[Task to complete]
In the material below, find the line with "[(157, 499), (258, 430), (122, 307), (43, 375), (55, 490)]" and the line with "381), (1157, 299)]]", then output those two lines and every line between them, exactly.

[Input data]

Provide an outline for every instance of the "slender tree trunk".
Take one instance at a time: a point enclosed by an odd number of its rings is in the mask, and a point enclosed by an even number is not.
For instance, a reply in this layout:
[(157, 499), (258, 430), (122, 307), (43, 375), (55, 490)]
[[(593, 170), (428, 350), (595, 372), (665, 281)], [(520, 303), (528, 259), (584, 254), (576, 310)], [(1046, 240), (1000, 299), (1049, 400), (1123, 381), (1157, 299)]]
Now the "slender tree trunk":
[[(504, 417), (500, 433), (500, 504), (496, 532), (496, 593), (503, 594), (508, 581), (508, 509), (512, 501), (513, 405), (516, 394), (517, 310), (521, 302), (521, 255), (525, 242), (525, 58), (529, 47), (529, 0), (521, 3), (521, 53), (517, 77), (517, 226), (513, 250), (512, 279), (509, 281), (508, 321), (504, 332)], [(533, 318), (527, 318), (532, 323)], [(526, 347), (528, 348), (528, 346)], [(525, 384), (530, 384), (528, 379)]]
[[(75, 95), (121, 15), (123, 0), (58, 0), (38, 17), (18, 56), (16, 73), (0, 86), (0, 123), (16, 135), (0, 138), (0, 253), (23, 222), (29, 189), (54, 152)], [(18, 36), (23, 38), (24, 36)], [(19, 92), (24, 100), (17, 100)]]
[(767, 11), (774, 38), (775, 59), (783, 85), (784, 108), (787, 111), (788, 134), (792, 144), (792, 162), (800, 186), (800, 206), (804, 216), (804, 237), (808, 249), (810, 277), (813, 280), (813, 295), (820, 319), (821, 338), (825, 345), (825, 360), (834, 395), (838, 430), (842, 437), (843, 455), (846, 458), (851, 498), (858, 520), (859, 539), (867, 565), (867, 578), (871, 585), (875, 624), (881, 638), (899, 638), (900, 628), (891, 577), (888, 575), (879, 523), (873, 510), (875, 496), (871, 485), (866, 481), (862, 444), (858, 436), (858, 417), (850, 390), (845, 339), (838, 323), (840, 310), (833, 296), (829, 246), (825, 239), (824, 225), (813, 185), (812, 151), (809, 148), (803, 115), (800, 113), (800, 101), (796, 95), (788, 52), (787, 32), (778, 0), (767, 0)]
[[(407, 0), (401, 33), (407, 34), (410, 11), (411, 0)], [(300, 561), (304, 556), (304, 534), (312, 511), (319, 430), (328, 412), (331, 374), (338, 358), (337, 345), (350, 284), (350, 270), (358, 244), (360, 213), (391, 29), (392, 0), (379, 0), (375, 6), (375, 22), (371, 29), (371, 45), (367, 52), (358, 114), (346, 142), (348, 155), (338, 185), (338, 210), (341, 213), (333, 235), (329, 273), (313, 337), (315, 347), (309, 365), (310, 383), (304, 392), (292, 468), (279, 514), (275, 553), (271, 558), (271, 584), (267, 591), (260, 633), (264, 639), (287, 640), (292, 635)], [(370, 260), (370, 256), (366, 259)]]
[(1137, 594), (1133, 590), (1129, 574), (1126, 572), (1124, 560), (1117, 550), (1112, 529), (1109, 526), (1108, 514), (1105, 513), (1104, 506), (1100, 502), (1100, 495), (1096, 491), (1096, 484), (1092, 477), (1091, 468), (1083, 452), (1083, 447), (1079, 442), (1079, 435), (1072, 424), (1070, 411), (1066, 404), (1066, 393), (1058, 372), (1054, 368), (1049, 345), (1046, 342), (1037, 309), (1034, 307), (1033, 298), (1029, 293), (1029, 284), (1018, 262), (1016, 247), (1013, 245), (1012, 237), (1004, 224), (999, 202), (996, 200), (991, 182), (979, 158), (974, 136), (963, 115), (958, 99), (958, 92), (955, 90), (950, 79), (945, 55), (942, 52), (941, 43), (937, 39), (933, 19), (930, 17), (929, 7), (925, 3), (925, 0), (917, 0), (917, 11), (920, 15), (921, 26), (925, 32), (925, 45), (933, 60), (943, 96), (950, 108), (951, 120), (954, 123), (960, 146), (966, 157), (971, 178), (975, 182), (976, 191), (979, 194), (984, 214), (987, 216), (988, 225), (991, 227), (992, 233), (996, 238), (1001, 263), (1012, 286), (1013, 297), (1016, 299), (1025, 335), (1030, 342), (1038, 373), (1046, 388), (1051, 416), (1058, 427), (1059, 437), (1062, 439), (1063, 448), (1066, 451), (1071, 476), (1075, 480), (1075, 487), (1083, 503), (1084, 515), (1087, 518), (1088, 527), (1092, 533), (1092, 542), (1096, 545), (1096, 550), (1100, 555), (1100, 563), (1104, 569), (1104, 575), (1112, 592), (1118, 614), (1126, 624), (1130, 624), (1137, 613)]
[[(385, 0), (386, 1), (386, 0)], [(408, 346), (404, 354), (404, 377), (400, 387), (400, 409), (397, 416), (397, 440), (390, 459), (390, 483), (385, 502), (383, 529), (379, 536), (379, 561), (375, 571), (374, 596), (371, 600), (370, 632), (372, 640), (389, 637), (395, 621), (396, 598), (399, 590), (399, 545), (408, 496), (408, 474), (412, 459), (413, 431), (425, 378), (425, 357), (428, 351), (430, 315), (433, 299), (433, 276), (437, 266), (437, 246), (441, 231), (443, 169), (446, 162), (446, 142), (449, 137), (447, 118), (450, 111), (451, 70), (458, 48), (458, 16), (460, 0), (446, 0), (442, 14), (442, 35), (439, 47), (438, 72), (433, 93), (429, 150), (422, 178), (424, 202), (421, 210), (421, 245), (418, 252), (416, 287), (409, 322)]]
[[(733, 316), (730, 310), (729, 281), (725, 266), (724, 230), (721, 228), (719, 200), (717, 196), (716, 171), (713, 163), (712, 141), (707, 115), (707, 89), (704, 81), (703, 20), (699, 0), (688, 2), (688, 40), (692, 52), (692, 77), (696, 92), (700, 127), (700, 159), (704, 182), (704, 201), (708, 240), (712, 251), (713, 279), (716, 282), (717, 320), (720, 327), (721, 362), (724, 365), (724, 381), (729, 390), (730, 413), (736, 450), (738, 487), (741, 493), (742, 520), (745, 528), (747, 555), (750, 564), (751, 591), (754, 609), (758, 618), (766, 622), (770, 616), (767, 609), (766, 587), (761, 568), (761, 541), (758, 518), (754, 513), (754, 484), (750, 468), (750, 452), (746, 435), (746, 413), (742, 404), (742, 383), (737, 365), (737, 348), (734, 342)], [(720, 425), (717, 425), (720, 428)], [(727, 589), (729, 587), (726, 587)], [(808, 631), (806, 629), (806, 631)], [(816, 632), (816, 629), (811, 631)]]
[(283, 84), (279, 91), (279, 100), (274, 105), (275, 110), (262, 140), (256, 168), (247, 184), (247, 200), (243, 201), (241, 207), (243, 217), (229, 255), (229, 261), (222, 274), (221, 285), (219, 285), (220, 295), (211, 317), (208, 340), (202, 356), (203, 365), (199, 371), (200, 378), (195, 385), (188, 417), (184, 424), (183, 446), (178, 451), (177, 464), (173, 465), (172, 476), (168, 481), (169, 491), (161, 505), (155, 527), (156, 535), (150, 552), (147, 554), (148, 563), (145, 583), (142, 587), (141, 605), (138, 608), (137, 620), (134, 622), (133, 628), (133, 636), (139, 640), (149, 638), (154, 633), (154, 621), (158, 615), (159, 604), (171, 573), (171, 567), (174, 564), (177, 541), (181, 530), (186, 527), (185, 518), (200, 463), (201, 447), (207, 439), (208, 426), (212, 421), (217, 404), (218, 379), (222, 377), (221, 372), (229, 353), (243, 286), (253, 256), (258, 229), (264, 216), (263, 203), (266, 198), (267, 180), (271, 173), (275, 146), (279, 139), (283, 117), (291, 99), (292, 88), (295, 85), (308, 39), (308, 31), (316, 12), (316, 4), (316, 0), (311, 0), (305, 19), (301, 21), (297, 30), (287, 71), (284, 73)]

[Output for this task]
[(157, 499), (258, 430), (122, 307), (43, 375), (55, 490)]
[[(593, 170), (428, 350), (595, 372), (665, 281)], [(520, 303), (528, 259), (584, 254), (576, 310)], [(1046, 240), (1000, 299), (1049, 400), (1123, 381), (1157, 299)]]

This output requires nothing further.